**ЗАДАНИЕ:**
Кто, согласно отрывку о картине «Купчиха за чаем», позировал Кустодиеву для этой картины?

**ВЫБРАННЫЙ ОТРЫВОК:**
--
Наконец, он пишет свою «Купчиху за чаем».
Для «Купчихи» Кустодиеву позировала соседка по дому Галина Адеркас – настоящая баронесса из древнего рода, ведущего свою историю с XIII века. Но тогда Галина была обычной студенткой-первокурсницей медицинского факультета, еле-еле сводящей концы с концами.
На картине она выглядит гораздо старше и внушительней, чем была в действительности. Как вспоминала дочь художника, Борис Кустодиев – ценитель весьма пышных женских форм – увеличил тело Галины раза в полтора. Но он и не преследовал цели портретного сходства – главное, что интересовало художника, было аристократическое выражение лица девушки и ее задумчивые глаза, обращённые куда-то внутрь себя.
О чём же думает эта девушка?
Итак, представьте: Кострома, 1840 год (вообще-то, по мнению искусствоведов, Кустодиев изображает обычный купеческий городок Поволжья, но всякий, бывавший в Костроме, узнает эти характерные Торговые ряды).
Время – первые дни августа, пять часов пополудни. Уже спала дневная жара, время пить чай с кексами, сливовым вареньем и холодными арбузами.
Причём чаевничать решила не только наша героиня – вон слева виден соседский дом, а там на небольшой терраске у самовара сидят хозяева – купец с женой.
Совсем скоро на колокольнях по всему городу зазвонят колокола, будут собирать народ на вечернюю службу. Разумеется, наша купчиха тоже пойдет в церковь – вдруг на службе удастся снова встретиться с тем гусарским офицером в расшитом золотом мундире, что третьего дня прибыл из полка к соседям?.. Ах, какой же у него взгляд – томный и горячий! Обжигающий взгляд! Куда тем местным приказчикам да чиновникам против гусарского офицера!
Или же она думает о том, что маменька и папенька обещали её нынешней осенью отпустить на месяц в столицу – пробежаться по модным ателье, а то её любимое платье лилового шёлка совсем износилось, на губернский бал опять будет нечего надеть...
* * *
Дарующая надежду
Впервые публика увидела «Купчиху» в апреле 1919 года на первой свободной выставке произведений искусства во Дворце искусств – такое название после революции получил Зимний дворец. В залах Эрмитажа развесили картины трёх сотен художников всех возможных направлений. Конечно, тон задавали полотна революционной направленности.
--
**ИСХОДНЫЕ ДАННЫЕ:**
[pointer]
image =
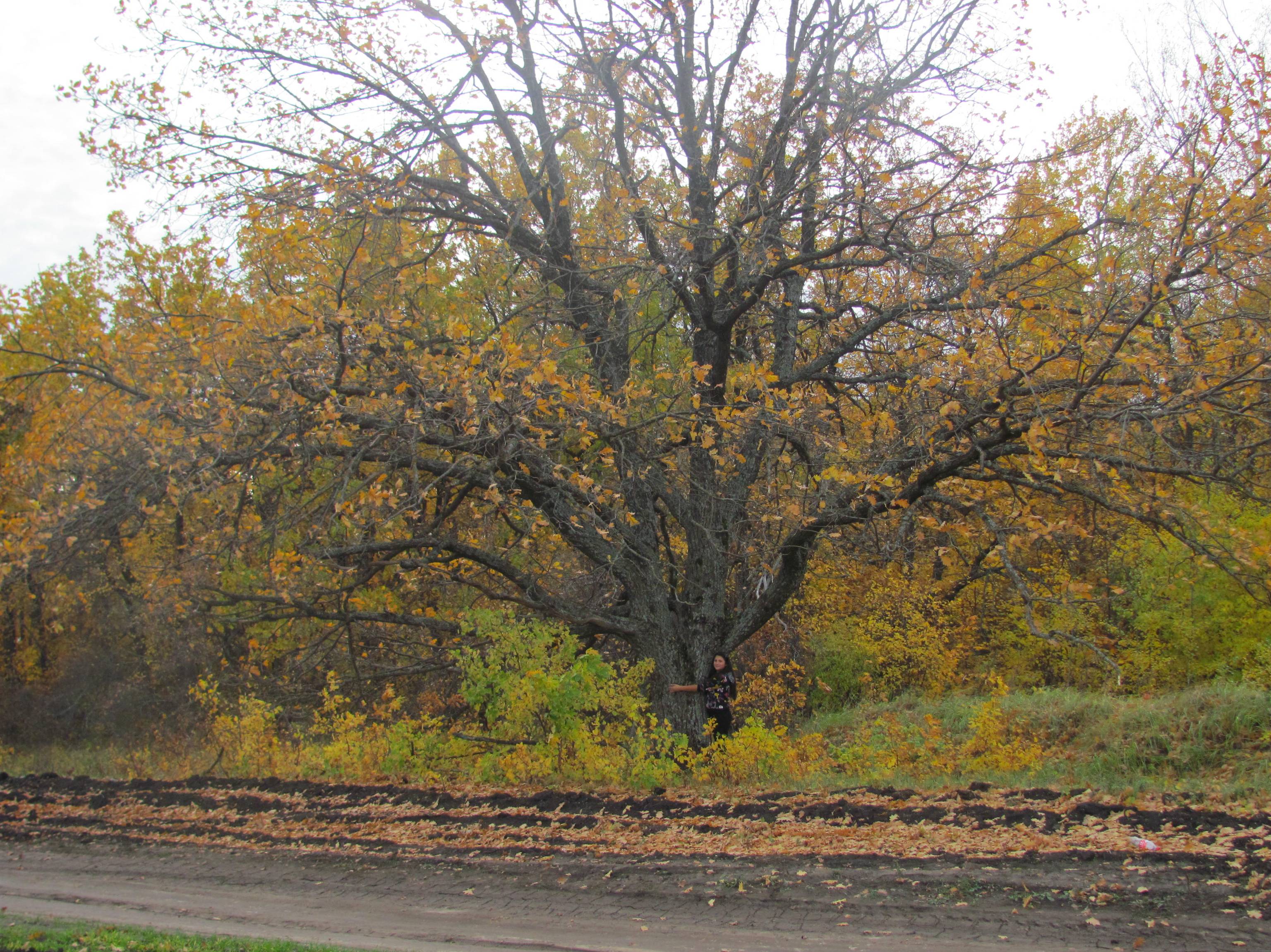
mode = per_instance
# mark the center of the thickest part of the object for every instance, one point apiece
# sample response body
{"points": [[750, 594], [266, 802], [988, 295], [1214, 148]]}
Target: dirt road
{"points": [[318, 863]]}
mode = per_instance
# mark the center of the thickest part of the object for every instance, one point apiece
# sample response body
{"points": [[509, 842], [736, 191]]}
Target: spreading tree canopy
{"points": [[614, 312]]}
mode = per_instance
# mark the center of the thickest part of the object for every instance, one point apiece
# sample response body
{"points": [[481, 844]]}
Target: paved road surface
{"points": [[425, 905]]}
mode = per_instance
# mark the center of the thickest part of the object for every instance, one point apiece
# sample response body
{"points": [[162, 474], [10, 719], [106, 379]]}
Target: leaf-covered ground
{"points": [[1055, 865], [425, 821]]}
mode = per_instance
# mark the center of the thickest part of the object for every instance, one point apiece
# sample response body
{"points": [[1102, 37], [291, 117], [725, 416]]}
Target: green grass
{"points": [[1211, 739], [41, 935]]}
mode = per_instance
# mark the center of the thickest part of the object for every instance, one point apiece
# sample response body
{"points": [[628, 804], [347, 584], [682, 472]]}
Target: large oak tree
{"points": [[614, 312]]}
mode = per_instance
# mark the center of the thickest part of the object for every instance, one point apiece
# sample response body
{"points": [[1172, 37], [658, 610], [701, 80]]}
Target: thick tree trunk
{"points": [[681, 660]]}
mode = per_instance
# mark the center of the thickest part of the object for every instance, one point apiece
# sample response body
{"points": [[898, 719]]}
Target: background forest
{"points": [[529, 356]]}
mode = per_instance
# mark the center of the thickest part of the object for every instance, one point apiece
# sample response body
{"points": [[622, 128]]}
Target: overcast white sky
{"points": [[54, 199]]}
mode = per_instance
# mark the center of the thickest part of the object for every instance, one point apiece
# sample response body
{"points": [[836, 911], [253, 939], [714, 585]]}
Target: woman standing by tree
{"points": [[721, 691]]}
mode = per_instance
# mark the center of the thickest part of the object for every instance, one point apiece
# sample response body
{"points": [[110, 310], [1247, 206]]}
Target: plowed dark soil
{"points": [[865, 867]]}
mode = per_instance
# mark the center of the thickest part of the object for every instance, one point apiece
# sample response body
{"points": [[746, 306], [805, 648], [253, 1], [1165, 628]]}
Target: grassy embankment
{"points": [[1211, 739], [42, 935]]}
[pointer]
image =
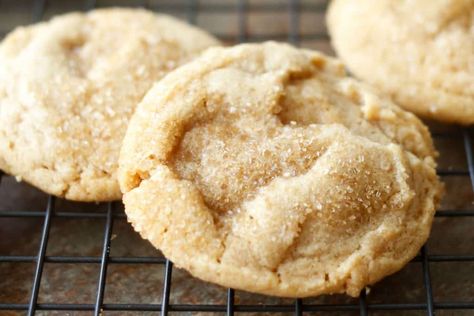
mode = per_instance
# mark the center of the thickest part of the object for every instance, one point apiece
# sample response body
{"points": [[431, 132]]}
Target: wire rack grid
{"points": [[363, 306]]}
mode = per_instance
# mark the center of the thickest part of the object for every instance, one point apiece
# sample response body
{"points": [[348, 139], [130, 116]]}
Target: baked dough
{"points": [[420, 52], [265, 168], [69, 86]]}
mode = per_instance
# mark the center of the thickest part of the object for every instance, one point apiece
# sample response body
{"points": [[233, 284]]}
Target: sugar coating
{"points": [[420, 52], [265, 168], [69, 86]]}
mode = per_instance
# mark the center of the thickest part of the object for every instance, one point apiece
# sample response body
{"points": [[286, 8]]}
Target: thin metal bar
{"points": [[298, 307], [427, 282], [215, 8], [104, 259], [240, 308], [40, 257], [363, 303], [165, 307], [93, 260], [469, 155], [160, 260], [83, 215], [294, 34], [230, 302], [242, 15]]}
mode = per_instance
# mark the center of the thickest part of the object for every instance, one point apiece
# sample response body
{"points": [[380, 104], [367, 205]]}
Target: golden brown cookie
{"points": [[420, 52], [69, 86], [265, 168]]}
--
**РЕШЕНИЕ ЗАДАНИЯ:**
Соседка по дому Галина Адеркас.